→ Task statement: Return, exactly, the line that contains "of the sneaker" together with all lines after it to the end of the entries, and no further lines.

→ Raw data:
-- begin --
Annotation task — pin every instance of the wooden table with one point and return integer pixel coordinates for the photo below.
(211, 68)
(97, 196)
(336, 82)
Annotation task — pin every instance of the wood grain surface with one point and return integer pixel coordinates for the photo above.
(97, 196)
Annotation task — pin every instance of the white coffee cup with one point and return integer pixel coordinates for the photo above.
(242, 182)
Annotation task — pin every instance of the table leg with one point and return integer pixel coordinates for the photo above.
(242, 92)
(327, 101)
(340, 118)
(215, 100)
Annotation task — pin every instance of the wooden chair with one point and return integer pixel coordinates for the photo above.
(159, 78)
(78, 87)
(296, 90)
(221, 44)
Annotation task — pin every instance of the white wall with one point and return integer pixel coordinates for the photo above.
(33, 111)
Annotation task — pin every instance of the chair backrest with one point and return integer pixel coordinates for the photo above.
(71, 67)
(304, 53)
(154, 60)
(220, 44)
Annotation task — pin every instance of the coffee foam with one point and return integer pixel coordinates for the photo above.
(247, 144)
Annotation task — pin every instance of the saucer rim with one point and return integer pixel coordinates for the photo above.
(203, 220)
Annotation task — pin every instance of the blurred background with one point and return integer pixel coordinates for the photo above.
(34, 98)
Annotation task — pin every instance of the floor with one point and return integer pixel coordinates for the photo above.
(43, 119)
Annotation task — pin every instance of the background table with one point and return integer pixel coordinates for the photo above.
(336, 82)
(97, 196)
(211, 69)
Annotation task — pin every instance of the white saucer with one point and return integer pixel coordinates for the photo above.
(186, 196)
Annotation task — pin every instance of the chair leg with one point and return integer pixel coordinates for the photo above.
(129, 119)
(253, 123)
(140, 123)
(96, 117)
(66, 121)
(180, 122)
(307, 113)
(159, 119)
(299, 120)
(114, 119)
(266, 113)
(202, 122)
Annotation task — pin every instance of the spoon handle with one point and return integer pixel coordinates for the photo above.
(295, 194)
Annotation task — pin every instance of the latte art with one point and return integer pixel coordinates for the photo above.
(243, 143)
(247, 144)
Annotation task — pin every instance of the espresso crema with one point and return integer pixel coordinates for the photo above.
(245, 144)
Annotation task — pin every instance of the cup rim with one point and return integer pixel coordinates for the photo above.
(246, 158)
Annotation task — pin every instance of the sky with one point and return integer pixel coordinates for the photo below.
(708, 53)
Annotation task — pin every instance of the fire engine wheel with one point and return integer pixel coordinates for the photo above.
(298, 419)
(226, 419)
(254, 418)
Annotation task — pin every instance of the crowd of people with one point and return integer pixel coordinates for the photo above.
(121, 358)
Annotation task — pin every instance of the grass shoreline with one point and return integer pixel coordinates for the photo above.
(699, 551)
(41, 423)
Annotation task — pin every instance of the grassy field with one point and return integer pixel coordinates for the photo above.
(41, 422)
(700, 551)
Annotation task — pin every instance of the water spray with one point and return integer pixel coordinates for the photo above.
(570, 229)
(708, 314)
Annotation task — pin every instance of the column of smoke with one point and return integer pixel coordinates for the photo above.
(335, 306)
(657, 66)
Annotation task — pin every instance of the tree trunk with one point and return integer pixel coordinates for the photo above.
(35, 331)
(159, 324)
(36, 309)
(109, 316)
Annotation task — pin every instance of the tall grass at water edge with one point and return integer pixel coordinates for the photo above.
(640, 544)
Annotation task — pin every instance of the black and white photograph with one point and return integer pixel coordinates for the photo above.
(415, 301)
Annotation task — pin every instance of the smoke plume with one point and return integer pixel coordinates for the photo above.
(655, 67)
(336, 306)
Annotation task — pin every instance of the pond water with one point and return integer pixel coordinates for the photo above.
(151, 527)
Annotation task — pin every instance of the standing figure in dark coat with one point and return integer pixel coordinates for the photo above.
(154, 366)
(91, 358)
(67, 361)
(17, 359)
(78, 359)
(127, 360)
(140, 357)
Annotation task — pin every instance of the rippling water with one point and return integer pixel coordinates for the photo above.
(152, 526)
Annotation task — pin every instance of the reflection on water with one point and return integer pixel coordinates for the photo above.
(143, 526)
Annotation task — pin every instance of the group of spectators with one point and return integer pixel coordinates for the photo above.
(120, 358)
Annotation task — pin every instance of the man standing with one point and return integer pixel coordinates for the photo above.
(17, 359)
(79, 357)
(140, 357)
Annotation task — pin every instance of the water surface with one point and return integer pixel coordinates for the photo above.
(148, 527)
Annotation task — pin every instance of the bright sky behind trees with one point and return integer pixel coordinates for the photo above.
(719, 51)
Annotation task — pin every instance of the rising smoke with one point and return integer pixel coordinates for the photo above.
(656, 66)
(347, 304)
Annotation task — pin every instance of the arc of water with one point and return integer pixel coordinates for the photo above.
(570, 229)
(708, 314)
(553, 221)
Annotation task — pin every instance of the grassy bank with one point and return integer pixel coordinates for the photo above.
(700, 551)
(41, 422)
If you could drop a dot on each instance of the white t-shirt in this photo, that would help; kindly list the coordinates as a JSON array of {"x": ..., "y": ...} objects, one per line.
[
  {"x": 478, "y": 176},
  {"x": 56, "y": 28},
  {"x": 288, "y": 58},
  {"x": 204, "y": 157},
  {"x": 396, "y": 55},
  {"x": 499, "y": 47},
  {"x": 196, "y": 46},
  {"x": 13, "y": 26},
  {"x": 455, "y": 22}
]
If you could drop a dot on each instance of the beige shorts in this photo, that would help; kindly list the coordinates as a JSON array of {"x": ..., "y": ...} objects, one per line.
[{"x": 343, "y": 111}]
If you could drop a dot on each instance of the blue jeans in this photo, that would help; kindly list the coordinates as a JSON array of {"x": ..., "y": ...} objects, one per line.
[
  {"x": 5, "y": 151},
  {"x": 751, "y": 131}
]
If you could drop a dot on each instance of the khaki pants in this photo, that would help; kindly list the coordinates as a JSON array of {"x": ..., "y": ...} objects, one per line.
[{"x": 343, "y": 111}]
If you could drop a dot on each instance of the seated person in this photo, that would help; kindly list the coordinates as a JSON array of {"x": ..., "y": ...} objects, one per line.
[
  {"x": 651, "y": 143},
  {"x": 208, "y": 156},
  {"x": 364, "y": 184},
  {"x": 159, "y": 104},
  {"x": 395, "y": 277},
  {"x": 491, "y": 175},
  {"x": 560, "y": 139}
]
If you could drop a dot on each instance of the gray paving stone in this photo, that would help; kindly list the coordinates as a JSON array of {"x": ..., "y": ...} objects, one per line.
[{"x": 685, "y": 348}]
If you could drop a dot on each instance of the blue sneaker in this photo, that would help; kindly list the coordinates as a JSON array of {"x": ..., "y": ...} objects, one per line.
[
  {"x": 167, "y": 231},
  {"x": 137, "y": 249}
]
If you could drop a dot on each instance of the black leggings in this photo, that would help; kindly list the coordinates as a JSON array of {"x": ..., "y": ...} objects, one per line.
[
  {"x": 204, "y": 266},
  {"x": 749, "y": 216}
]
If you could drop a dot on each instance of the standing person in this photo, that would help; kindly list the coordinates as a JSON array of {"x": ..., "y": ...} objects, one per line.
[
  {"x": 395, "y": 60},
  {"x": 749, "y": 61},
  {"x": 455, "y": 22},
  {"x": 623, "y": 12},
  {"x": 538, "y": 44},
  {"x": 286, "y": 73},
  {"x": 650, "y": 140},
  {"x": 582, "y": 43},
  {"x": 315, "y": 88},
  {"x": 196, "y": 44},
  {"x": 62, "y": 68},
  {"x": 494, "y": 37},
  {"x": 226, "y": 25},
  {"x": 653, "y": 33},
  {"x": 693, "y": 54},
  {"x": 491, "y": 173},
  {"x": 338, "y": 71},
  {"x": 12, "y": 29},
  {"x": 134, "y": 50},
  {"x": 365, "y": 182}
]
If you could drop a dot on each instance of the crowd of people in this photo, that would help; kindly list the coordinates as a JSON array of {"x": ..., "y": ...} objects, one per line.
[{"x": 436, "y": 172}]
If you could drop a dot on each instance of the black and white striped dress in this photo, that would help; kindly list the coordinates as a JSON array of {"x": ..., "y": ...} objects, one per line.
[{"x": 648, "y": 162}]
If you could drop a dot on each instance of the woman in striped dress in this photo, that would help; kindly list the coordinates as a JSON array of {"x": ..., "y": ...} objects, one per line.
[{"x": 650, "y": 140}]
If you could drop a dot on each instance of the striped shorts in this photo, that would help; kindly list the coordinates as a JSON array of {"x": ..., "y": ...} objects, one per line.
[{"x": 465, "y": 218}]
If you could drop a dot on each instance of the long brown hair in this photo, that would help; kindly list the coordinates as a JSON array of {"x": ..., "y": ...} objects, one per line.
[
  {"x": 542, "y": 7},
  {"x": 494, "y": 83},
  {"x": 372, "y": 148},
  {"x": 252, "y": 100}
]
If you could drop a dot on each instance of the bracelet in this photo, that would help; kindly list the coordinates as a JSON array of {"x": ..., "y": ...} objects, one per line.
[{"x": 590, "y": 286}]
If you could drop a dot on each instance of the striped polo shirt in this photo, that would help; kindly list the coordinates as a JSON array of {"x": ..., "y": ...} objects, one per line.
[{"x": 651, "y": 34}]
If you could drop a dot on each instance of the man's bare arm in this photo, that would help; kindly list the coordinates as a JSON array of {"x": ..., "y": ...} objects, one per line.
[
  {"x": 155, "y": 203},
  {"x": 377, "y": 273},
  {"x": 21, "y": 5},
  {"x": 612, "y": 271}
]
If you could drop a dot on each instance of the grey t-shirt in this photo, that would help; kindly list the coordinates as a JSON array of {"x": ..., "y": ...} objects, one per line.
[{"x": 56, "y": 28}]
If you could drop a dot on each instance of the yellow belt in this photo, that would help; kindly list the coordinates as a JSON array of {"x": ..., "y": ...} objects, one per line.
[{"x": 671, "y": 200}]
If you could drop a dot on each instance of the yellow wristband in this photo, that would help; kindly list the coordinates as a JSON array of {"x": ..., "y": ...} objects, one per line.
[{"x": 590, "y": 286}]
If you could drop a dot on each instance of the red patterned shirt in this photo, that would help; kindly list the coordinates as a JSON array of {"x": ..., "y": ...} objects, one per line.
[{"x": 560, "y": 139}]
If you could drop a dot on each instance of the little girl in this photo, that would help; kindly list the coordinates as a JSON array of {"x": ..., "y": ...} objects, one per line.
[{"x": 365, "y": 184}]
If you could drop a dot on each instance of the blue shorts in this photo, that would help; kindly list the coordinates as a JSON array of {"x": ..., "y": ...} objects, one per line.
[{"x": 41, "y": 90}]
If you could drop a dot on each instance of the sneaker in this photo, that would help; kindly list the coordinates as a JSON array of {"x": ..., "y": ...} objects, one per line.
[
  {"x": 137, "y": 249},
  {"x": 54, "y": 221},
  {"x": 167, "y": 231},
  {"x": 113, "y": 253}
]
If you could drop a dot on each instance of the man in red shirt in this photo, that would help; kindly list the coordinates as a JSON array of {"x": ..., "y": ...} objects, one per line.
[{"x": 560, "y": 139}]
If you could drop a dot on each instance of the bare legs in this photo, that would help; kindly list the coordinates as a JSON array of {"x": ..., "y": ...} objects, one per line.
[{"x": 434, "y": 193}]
-- end --
→ Response below:
If you could drop a dot on each instance of the sneaker in this photo, that would help; kindly list the coordinates as a JSON array of {"x": ..., "y": ...} objects, one per line.
[
  {"x": 137, "y": 249},
  {"x": 54, "y": 221},
  {"x": 167, "y": 231},
  {"x": 113, "y": 253}
]
If you could drop a dot on each instance of the man in red shirt in this photo, that would help; kindly list the coordinates as a JSON array of {"x": ..., "y": ...} objects, one per line.
[{"x": 560, "y": 139}]
If you could drop a dot on each instance of the bare legs in this photo, that would help; kindly list the coordinates as a JSON array of {"x": ..., "y": ...} objects, one per line.
[{"x": 434, "y": 193}]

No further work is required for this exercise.